(Data records)
##########

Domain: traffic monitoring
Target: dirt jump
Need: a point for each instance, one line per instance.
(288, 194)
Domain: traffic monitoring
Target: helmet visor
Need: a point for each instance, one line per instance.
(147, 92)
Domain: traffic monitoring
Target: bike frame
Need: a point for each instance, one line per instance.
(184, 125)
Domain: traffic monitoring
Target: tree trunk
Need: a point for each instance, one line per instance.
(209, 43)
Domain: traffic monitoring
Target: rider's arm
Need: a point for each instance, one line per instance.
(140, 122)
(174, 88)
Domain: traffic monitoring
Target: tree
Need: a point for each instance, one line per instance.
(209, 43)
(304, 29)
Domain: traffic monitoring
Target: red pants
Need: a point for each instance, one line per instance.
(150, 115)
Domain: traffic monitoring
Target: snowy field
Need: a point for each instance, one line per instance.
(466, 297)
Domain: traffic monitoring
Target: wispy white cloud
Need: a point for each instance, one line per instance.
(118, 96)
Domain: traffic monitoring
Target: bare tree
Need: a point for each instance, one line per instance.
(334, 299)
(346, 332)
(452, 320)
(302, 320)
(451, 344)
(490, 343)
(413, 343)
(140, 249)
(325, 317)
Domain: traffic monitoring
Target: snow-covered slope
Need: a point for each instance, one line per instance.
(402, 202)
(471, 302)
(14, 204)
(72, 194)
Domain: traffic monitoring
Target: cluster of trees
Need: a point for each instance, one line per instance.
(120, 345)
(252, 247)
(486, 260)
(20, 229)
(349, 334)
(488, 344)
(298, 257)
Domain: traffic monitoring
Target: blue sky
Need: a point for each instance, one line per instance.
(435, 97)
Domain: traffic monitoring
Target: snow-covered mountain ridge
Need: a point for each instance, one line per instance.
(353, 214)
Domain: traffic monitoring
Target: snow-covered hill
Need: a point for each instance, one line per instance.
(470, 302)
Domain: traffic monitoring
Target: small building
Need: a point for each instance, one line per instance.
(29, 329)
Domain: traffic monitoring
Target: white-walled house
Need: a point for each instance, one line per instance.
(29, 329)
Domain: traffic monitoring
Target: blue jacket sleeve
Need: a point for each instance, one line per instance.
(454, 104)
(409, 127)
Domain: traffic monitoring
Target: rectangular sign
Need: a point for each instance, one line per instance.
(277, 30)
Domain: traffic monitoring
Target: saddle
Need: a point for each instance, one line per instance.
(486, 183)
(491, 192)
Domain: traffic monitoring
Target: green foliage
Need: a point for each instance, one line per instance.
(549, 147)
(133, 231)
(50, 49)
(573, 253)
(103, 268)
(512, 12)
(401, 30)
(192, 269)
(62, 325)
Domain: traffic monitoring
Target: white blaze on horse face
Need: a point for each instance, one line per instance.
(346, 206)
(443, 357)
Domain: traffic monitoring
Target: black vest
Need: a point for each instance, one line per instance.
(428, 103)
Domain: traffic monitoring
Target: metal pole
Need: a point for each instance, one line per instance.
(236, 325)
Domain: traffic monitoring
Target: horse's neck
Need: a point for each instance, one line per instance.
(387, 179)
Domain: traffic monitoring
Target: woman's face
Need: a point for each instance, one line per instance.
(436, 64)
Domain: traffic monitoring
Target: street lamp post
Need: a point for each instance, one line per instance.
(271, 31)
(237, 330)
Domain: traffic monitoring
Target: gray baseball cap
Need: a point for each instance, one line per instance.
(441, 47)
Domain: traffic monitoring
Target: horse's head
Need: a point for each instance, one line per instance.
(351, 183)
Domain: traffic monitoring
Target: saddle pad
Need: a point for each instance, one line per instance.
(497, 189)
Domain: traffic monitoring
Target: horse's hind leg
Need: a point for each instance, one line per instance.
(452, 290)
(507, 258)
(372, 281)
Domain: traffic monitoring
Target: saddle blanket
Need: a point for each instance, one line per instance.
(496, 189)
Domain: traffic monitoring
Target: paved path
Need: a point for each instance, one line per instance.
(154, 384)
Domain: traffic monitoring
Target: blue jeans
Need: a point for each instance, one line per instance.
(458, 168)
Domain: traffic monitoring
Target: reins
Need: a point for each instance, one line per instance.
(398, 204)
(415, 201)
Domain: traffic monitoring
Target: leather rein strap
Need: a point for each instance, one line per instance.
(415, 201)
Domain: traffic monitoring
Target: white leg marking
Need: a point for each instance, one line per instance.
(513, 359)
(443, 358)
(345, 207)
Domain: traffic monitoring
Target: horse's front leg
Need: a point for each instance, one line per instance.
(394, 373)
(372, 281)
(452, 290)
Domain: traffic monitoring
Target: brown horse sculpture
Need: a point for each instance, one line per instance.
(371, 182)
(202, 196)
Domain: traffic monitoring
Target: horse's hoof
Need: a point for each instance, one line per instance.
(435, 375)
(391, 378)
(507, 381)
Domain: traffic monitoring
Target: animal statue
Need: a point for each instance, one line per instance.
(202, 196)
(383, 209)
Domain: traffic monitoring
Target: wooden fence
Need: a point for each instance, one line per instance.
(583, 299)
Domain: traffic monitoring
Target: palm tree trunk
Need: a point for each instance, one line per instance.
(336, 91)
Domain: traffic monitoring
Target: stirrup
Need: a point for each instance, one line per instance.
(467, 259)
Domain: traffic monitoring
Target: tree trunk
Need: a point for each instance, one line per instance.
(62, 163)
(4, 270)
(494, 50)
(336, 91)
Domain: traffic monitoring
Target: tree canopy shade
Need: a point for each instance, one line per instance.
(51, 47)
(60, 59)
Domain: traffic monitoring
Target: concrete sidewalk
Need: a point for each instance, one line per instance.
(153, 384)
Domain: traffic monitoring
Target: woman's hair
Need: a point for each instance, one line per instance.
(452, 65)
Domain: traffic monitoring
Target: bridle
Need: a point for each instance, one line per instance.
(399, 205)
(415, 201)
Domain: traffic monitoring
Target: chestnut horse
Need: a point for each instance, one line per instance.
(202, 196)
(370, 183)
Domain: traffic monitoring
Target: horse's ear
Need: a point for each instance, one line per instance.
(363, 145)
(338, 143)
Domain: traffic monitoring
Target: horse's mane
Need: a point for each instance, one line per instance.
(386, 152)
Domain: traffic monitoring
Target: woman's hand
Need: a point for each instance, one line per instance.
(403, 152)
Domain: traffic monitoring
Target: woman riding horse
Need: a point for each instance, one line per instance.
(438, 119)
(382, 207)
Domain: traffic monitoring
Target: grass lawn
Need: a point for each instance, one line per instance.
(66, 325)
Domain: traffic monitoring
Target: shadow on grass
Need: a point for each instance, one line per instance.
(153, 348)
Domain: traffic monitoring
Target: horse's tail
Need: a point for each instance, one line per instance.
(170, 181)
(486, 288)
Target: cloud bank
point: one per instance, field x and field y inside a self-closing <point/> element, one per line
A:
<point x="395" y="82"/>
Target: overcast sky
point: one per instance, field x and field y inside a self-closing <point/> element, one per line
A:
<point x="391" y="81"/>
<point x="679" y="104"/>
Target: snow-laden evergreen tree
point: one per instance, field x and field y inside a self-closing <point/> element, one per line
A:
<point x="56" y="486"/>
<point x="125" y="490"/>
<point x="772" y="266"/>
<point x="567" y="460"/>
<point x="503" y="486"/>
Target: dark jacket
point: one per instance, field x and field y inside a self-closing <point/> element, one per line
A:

##########

> _Directions_
Scan the lines above for "grass" and state how many match, nothing more.

> _Exercise output_
2